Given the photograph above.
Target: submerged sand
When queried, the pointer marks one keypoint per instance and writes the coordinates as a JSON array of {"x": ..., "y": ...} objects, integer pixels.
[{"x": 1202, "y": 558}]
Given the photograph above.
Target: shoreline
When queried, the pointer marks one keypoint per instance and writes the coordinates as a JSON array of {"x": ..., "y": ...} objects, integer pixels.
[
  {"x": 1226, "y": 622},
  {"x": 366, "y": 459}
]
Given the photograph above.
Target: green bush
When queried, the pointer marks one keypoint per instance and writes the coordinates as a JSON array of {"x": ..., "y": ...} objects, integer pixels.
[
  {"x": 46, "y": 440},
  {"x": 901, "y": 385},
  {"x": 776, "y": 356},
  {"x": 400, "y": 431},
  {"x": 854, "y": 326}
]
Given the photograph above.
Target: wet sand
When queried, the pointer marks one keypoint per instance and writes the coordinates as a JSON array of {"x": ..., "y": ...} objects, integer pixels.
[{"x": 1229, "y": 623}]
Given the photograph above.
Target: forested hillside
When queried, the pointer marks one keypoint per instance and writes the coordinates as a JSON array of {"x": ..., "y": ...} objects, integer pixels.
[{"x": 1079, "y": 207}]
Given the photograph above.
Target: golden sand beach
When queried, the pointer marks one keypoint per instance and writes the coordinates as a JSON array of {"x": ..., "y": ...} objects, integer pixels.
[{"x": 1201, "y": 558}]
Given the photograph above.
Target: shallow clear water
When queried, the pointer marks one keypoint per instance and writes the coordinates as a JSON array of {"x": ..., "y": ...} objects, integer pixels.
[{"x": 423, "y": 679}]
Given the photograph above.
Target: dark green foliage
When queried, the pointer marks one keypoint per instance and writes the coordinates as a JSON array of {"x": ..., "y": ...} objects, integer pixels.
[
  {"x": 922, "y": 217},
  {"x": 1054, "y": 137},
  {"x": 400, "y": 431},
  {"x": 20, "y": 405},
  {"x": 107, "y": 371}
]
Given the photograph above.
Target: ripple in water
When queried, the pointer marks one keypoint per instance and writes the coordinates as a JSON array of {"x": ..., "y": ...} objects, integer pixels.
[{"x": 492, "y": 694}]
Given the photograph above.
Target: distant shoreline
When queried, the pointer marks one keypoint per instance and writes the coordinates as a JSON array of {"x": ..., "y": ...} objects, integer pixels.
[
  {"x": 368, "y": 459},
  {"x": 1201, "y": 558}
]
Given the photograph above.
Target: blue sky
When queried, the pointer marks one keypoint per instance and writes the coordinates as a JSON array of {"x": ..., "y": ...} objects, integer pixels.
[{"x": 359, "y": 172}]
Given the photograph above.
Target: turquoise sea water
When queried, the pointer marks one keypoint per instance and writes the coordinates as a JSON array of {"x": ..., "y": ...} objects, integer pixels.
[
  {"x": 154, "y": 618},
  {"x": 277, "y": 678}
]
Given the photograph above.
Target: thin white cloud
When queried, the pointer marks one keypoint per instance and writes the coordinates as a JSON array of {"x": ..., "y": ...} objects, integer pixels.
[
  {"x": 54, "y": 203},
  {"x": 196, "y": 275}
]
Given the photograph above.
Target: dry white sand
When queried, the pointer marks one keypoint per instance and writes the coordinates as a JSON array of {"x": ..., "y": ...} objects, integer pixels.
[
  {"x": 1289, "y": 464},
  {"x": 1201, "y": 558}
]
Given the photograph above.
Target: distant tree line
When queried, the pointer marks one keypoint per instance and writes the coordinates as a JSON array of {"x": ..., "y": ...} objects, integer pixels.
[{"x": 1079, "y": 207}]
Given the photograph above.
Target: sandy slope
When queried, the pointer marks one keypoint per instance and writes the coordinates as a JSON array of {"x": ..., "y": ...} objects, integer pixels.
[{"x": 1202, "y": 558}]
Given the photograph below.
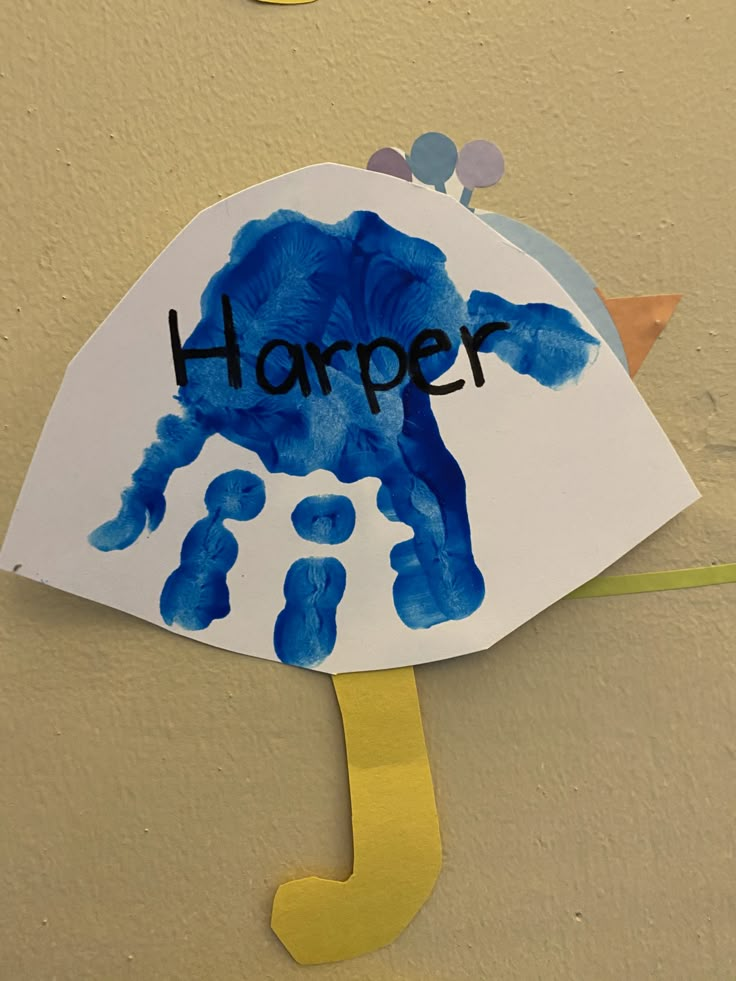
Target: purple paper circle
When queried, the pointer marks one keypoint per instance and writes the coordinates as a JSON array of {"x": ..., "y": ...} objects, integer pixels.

→ PROBLEM: Retype exactly the lines above, from the one with "Target: submerged sand" through the one with "Target: shoreline", inclusive.

→ TASK RESULT:
Target: submerged sand
When queried, the pointer marks one keypoint per instance and writes the coordinates as a JSON array of {"x": ..., "y": ...} objects, integer pixels.
[{"x": 1202, "y": 558}]
Given the photograph above.
Target: shoreline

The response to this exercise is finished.